:: PROVIDED MATERIAL

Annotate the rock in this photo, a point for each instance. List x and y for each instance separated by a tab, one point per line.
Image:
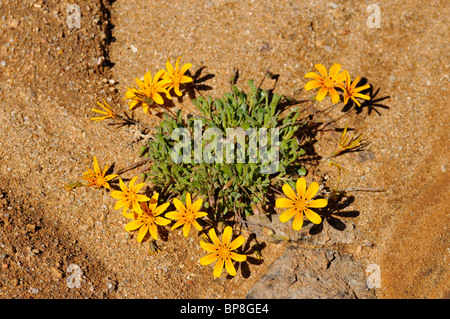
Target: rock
111	285
56	273
312	274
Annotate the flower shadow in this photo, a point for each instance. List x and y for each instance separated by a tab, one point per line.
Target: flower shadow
371	104
332	213
252	246
197	85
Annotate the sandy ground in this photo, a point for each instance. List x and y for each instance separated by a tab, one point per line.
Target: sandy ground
50	77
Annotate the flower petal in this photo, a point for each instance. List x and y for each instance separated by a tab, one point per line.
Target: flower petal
317	203
178	224
208	247
321	94
142	198
174	215
322	70
131	184
238	257
179	205
334	95
188	201
186	79
157	98
230	267
284	217
284	203
238	242
122	186
153	202
313	216
133	225
186	229
218	268
311	191
289	192
301	187
208	259
298	222
118	195
200	214
312	85
314	76
160	209
335	68
226	236
213	237
169	67
162	221
197	225
153	231
142	232
121	203
185	67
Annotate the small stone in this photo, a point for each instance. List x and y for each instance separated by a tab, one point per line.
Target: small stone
56	273
14	24
111	285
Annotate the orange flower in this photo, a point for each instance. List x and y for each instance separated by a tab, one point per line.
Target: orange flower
129	197
176	76
186	215
326	82
148	220
222	251
300	203
351	91
149	91
97	178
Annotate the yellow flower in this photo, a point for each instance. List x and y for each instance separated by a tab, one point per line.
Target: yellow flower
187	215
300	203
108	112
149	91
129	197
222	251
351	91
97	177
326	82
347	143
149	218
176	76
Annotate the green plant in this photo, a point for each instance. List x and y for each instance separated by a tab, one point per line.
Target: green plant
228	186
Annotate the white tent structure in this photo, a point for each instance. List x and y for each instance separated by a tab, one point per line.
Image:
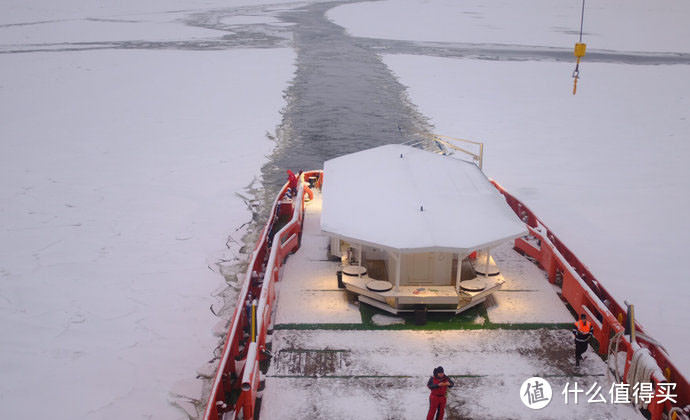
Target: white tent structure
413	206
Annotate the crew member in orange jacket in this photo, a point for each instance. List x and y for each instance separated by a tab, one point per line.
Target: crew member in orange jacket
582	332
438	384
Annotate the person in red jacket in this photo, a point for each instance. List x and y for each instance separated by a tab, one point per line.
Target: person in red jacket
438	384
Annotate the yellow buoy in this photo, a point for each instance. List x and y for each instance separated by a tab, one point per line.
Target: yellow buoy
580	49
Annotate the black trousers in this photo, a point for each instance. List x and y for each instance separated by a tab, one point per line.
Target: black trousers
580	348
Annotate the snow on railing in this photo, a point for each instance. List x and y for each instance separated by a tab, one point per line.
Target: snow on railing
238	370
446	145
586	295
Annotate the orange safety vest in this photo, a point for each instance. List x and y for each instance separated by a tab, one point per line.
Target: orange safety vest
583	327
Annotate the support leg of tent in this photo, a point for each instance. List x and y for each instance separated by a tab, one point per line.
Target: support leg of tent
486	265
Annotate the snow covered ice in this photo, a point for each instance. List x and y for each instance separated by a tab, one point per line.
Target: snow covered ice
118	172
128	128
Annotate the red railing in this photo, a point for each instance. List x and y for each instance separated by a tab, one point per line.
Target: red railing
586	295
238	371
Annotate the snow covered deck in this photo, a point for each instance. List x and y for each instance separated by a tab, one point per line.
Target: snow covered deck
382	374
329	363
309	291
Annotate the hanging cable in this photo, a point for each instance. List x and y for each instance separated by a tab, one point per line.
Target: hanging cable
579	50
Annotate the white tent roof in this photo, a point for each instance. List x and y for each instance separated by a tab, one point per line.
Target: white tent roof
375	197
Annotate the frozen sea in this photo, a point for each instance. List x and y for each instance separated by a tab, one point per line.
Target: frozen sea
133	134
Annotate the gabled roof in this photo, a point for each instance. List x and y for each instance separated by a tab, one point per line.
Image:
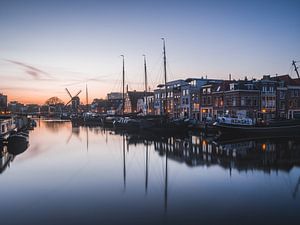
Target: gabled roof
287	79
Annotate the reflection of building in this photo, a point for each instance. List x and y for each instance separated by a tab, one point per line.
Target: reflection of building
288	97
183	97
266	155
16	107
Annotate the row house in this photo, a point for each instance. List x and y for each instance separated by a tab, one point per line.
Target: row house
288	97
174	98
134	101
234	98
267	101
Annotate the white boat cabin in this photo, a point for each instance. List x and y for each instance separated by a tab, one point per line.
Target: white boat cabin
235	121
6	126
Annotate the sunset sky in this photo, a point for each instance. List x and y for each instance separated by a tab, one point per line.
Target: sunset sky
46	46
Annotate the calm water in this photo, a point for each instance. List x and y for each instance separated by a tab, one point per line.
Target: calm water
72	175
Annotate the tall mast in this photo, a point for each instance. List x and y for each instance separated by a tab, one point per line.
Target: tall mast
165	75
296	68
123	86
146	84
87	98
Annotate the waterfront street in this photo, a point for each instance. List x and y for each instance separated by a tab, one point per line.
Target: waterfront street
82	175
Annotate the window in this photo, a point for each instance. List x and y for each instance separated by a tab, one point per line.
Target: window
208	100
243	101
233	101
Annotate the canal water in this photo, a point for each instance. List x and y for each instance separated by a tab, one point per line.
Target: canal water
91	175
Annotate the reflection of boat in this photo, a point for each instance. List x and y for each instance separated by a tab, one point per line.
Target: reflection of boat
18	143
6	127
16	147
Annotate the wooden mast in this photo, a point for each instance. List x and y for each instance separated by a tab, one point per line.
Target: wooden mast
146	83
296	68
165	75
123	86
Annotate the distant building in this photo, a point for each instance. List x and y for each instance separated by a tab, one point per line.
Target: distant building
114	96
288	97
183	97
135	102
236	98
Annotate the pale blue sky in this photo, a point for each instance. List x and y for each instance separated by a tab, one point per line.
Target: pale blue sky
73	41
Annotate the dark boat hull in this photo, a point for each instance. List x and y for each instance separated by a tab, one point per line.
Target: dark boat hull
256	131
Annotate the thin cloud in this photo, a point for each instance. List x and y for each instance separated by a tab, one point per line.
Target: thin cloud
30	70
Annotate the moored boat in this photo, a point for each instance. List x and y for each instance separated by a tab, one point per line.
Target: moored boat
245	126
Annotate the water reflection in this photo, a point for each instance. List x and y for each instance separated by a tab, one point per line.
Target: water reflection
9	152
91	174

::::

• **THE REQUEST**: Except for the pictures, copy every line of the records above exactly.

• **RESULT OF THE TASK**:
Annotate the rock in this photo, a point for each instance. List x and y for each instance separated by a tab, one point per line.
Image:
Target: rock
111	285
56	273
312	274
Annotate the flower shadow in this photo, a point for each instance. List x and y for each instance separated by a tab, one point per line.
Target: flower shadow
371	104
332	213
252	246
197	85
Annotate the sandy ground in this photo, a point for each instance. List x and y for each instance separated by a tab, one point per line.
Target: sandy ground
50	77
Annotate the flower petal in this photo, a point for each instance. List x and y for each instance separated by a tab, one point per line.
Target: flower petal
317	203
178	224
208	247
321	94
142	198
174	215
322	70
131	184
238	257
179	205
334	95
188	201
186	79
157	98
230	267
284	217
284	203
238	242
122	186
153	202
313	216
133	225
186	229
218	268
311	191
289	192
301	187
208	259
298	222
118	195
200	214
312	85
314	76
160	209
335	68
226	236
213	237
169	67
162	221
197	225
153	231
142	232
121	203
185	67
Annotate the small stone in this photo, a point for each instance. List x and y for each instance separated by a tab, one point per line.
Target: small stone
56	273
14	24
111	285
Annotate the orange flower in this photo, a point for each instance. List x and y for each instance separated by a tab, one point per line.
Target: orange flower
129	197
176	76
186	215
326	82
148	220
222	251
300	203
351	91
149	91
97	178
Annotate the yellow flower in this photo, a point for each instance. List x and y for each instance separated by a tab, one point per line.
Target: yellow flower
187	215
300	203
108	112
149	91
129	197
222	251
351	91
97	177
326	82
347	143
149	218
176	76
Annotate the green plant in this photo, a point for each instance. List x and y for each instance separated by a tab, one point per line.
Target: green plant
228	186
Annotate the white tent structure in this photo, a point for each instance. List x and y for each instance separated by a tab, one point per line.
Image:
Target: white tent structure
413	206
Annotate the crew member in orange jacket in this photo, a point for each instance. List x and y for each instance separated by a tab, one point per line.
Target: crew member in orange jacket
582	332
438	384
Annotate the person in red jacket in this photo, a point for each instance. List x and y for each instance separated by a tab, one point per line.
Target: person in red jacket
438	384
Annotate the yellow buoy in this photo, a point for each instance. List x and y for each instance separated by a tab, one point per line.
Target: yellow buoy
580	49
Annotate the black trousers in this photo, a point for each instance. List x and y for each instance separated by a tab, one point per line.
Target: black trousers
580	348
Annotate the snow on railing in this photo, a point for each instance. List x and y for each instance separated by a tab, one point per line.
Target: snow on railing
238	370
446	145
586	295
Annotate the orange safety vest in this photo, a point for each instance. List x and y for each instance separated by a tab, one point per line.
Target: orange safety vest
583	327
Annotate the support leg of tent in this photo, a point for each instance. List x and y for each instance separated by a tab, one point per line.
Target: support leg of tent
486	265
Annotate the snow covered ice in this photo, a point for each instance. List x and y for each instance separated by a tab, one point per line.
Target: snow covered ice
118	172
128	128
Annotate the red railing in this photo, a point for each instance. List x and y for each instance separated by a tab, one point per line.
Target: red railing
586	295
238	371
Annotate the snow covered deck in this photo, a point for each instance. List x and y for each instance separated by a tab, one point per line.
Target: snow covered deck
382	374
329	363
309	291
Annotate the hanging cable in this photo, a point for each instance. List x and y for each instance separated by a tab, one point per line.
Target: hanging cable
579	50
Annotate the white tent roof in this photo, a point for each instance. List x and y for each instance separated by a tab, one point per line.
Target: white tent roof
375	197
Annotate the frozen sea in this photo, a point for each instance. List x and y for each instance separated by a tab, one point per line.
Target: frozen sea
133	134
Annotate the gabled roof in this photo, a point for each instance. List x and y for each instance separated by a tab, one point per line.
Image:
Target: gabled roof
287	79
Annotate the reflection of building in this photo, a point for each instance. List x and y for each instance separated by a tab, one point per line.
Target: reflection of building
288	97
183	97
266	155
16	107
Annotate the row house in this photo, a point for each instance. List x and y for each instance separated by a tab, one point per line.
Target: row house
288	97
174	98
134	101
234	98
267	101
Annotate the white boat cabin in this photo, a point for each instance. List x and y for each instance separated by a tab, one point per line.
Target: white boat cabin
235	121
6	126
Annotate the sunset sky in this photo, a point for each instance. List x and y for each instance separated by a tab, one point per line.
Target: sunset sky
46	46
Annotate the calm water in this photo, a point for each instance. List x and y for each instance separated by a tab, one point per line.
Target: calm water
72	175
Annotate the tall mast in this photo, a point for each instance. List x and y for each instance separated by a tab, one point per line.
Target: tall mast
165	75
296	68
123	86
146	84
87	98
Annotate the waterfront street in this photo, a point for each instance. List x and y for each instance separated by a tab, one point per line.
Target: waterfront street
82	175
Annotate the window in this photo, a point for each instance. List x and y for each instance separated by a tab, one point per line.
Target: window
208	100
243	101
233	101
Annotate the canal water in this photo, a point for each instance. List x and y for each instance separated by a tab, one point per line.
Target: canal water
91	175
Annotate the reflection of boat in this photo, a point for each instance. List x and y for each instance separated by a tab, one point per line.
Target: reflection of boat
18	143
6	127
16	147
Annotate the wooden mast in this photo, a point for each instance. List x and y for each instance separated by a tab, one point per line.
Target: wooden mast
146	83
296	68
165	75
123	86
Annotate the distant building in this photo, a point for each instance. List x and y for each instance separated by a tab, one point per line.
Target: distant building
114	96
288	97
183	97
135	102
236	98
Annotate the pale blue sky in this photo, a point for each instance. List x and y for each instance separated by a tab, one point per line.
Target: pale blue sky
73	41
Annotate the dark boat hull in this photo, a point for each instance. List x and y for each instance separated by a tab, one point per line.
Target: dark boat hull
256	131
Annotate the thin cloud in this photo, a point for each instance. List x and y for each instance separated by a tab, one point per line.
Target: thin cloud
30	70
Annotate the moored boat in this photo, a point for each instance. List x and y for each instance separated by a tab, one point per line.
Target: moored boat
245	126
Annotate the water reflection in this photo, a point for each instance. List x and y for each instance separated by a tab, one point per line.
Target: water reflection
9	152
91	174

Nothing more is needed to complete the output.